* **Aim**
Can you copy the essay on airport mind-reading between "Guilty minds, angry" and "it has been.", inclusive, swapping "rulers" for "leaders"?

* **Selected passage**
Life in the FAST Lane


Peter Watts

Back in 2007 I wrote a story about a guy standing in line at an airport. Not much actually happened; he just shuffled along with everyone else, reflecting on the security check awaiting him (and his fellow passengers) prior to boarding. Eventually he reached the head of the queue, passed through the scanner, and continued on his way. That was pretty much it.

Except the scanner wasn’t an X-ray or a metal detector: it was a mind-reader that detected nefarious intent. The protagonist was a latent pedophile whose urges showed up bright and clear on the machine, even though he had never acted on them. “The Eyes of God” asks whether you are better defined by the acts you commit or those you merely contemplate; it explores the obvious privacy issues of a society in which the state can read minds. The technology it describes is inspired by a real patent filed by Sony a few years ago; even so, I thought we’d have at least couple more decades to come to grips with such questions.

I certainly didn’t think they’d be developing a similar system by 2015.

Yet here we are: a technology which, while not yet ready for prime time, is sufficiently far along for the American University Law Review to publish a paper1 exploring its legal implications. FAST (Future Attribute Screening Technology) is a system “currently designed for deployment at airports” which “can read
minds … employ[ing] a variety of sensor suites to scan a person’s
vital signs, and based on those readings, to determine whether the
scanned person has ‘malintent’—the intent to commit a crime.”

The envisioned system doesn’t actually read minds so much
as make inferences about them, based on physiological and
behavioral cues. It reads heart rate and skin temperature, tracks
breathing and eye motion and changes in your voice. If you’re
a woman, it sniffs out where you are in your ovulation cycle. It
sees your unborn child and your heart condition—and once it’s
looked through you along a hundred axes, it decides whether you
have a guilty mind. If it thinks you do, you end up in the little
white room for enhanced interrogation.

Of course, feelings of guilt don’t necessarily mean you plan
on committing a terrorist act. Maybe you’re only cheating on
your spouse; maybe you feel bad about stealing a box of paper
clips from work. Maybe you’re not feeling guilty at all; maybe
you’re just idly fantasizing about breaking the fucking kneecaps
of those arrogant Customs bastards who get off on making every­
one’s life miserable. Maybe you just have a touch of Asperger’s,
or are a bit breathless from running to catch your flight—but all
FAST sees is elevated breathing and a suspicious refusal to make
eye contact.

Guilty minds, angry minds, fantasizing minds: the body betrays
them all in similar ways, and once that flag goes up you’re a Person
of Interest. Most of the AULR article explores the Constitutional
ramifications of this technology in the US, scenarios in which
FAST would pass legal muster and those in which it would violate
the 4th Amendment—and while that’s what you’d expect in a legal
commentary, I find such concerns almost irrelevant. If our rulers
want to deploy the tech, they will. If deployment would be illegal
they’ll either change the law or break it, whichever’s most convenient. The question is not whether the technology will be deployed.
The question is how badly it will fuck us up once it has been.

Let’s talk about failure rates.

* **Records**
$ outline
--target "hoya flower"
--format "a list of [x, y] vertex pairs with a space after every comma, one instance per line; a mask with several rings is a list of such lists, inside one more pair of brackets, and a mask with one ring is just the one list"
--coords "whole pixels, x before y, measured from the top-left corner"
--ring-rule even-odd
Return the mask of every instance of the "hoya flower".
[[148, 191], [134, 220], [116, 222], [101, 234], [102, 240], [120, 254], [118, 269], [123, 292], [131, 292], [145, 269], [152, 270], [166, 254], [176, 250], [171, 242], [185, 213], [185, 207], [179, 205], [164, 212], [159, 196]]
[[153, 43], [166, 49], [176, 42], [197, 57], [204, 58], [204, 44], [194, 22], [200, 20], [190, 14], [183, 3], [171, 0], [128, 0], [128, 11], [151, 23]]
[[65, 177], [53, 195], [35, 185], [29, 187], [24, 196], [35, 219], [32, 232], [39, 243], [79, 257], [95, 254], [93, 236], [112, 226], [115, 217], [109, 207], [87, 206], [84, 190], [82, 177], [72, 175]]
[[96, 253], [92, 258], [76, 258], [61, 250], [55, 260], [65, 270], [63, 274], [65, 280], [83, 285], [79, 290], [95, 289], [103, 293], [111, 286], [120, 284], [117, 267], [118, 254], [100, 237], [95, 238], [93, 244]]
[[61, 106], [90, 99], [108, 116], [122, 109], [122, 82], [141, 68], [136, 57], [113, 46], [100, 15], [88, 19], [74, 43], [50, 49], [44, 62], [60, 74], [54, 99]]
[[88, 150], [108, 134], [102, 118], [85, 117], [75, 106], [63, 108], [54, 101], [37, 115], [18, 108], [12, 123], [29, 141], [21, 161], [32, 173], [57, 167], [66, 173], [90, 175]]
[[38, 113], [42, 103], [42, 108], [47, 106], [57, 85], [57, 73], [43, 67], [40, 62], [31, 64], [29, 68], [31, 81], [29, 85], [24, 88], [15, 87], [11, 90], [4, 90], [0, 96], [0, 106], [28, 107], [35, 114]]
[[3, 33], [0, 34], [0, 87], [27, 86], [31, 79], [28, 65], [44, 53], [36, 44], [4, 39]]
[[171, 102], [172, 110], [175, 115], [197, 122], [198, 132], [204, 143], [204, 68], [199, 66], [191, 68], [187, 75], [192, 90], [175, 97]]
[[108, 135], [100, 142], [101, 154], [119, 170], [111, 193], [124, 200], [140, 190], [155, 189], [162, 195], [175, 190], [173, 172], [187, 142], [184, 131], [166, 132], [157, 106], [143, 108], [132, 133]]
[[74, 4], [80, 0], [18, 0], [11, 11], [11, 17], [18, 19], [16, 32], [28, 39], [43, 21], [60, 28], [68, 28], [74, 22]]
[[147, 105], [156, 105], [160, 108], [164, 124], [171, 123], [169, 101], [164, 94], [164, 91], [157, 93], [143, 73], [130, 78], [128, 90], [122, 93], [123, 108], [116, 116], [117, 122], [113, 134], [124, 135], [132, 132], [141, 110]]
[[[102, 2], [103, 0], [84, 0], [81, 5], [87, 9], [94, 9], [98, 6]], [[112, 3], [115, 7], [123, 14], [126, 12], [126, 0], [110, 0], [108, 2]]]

* **Answer to the exercise**
Guilty minds, angry minds, fantasizing minds: the body betrays
them all in similar ways, and once that flag goes up you’re a Person
of Interest. Most of the AULR article explores the Constitutional
ramifications of this technology in the US, scenarios in which
FAST would pass legal muster and those in which it would violate
the 4th Amendment—and while that’s what you’d expect in a legal
commentary, I find such concerns almost irrelevant. If our leaders
want to deploy the tech, they will. If deployment would be illegal
they’ll either change the law or break it, whichever’s most convenient. The question is not whether the technology will be deployed.
The question is how badly it will fuck us up once it has been.